1. A process for production of optically active mirtazapine wherein an RS mixture of mirtazapine is optically resolved with optically active tartaric acid in the presence of a solvent.

2. A process for production of optically active mirtazapine, characterized by making an RS mixture of mirtazapine contact with optically active tartaric acid in the presence of a solvent, and preferentially crystallizing the optically active mirtazapine salt.

3. The process according to claim 2, wherein the obtained optically active mirtazapine salt is further made to contact with a base.

4. The process according to claim 2, wherein the solvent is a mixed solvent consisting of a water-soluble organic solvent and water.

5. The process according to claim 4, wherein the water-soluble organic solvent is a C1-3 alcohol solvent.

_Tasks to carry out:_
1 > Answer these from the mirtazapine claims:
(a) What is the RS mixture of mirtazapine resolved with?
(b) Under claim 3, what is the optically active mirtazapine salt then put in contact with?
(c) Under claim 5, what type of solvent is the water-soluble organic solvent?
2 > Write out part of the mirtazapine claims word for word. Begin at the words "1. A process" and stop after "active mirtazapine salt.".
3 > Write what comes next in the mirtazapine claims, picking up after claim 5.

_Entries provided:_

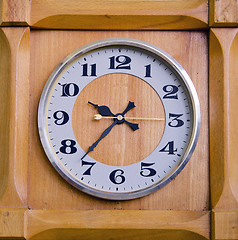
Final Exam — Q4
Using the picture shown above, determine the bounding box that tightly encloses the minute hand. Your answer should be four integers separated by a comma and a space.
94, 114, 164, 121
81, 121, 117, 160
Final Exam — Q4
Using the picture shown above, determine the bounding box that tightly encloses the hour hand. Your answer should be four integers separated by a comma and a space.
88, 102, 115, 117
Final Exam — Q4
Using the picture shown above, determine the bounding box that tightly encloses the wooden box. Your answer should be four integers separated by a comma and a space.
0, 0, 238, 240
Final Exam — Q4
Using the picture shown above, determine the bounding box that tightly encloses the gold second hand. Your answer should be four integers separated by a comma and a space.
94, 114, 164, 121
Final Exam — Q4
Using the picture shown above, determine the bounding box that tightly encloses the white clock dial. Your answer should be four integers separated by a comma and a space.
38, 38, 200, 200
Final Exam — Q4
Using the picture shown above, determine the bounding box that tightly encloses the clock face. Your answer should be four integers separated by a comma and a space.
38, 38, 200, 200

_Results for the exercise:_
1 >
(a) Optically active tartaric acid
(b) A base
(c) A C1-3 alcohol solvent

2 >
1. A process for production of optically active mirtazapine wherein an RS mixture of mirtazapine is optically resolved with optically active tartaric acid in the presence of a solvent.

2. A process for production of optically active mirtazapine, characterized by making an RS mixture of mirtazapine contact with optically active tartaric acid in the presence of a solvent, and preferentially crystallizing the optically active mirtazapine salt.

3 >
6. The process according to claim 2, wherein the optically active tartaric acid is L-tartaric acid and the obtained optically active mirtazapine is S-mirtazapine.

7. A salt consisting of optically active tartaric acid and optically active mirtazapine.

8. A salt consisting of L-tartaric acid and S-mirtazapine.

9. A salt consisting of D-tartaric acid and R-mirtazapine.

10. The process according to claim 5, wherein the optically active tartaric acid is L-tartaric acid and the obtained optically active mirtazapine is S-mirtazapine.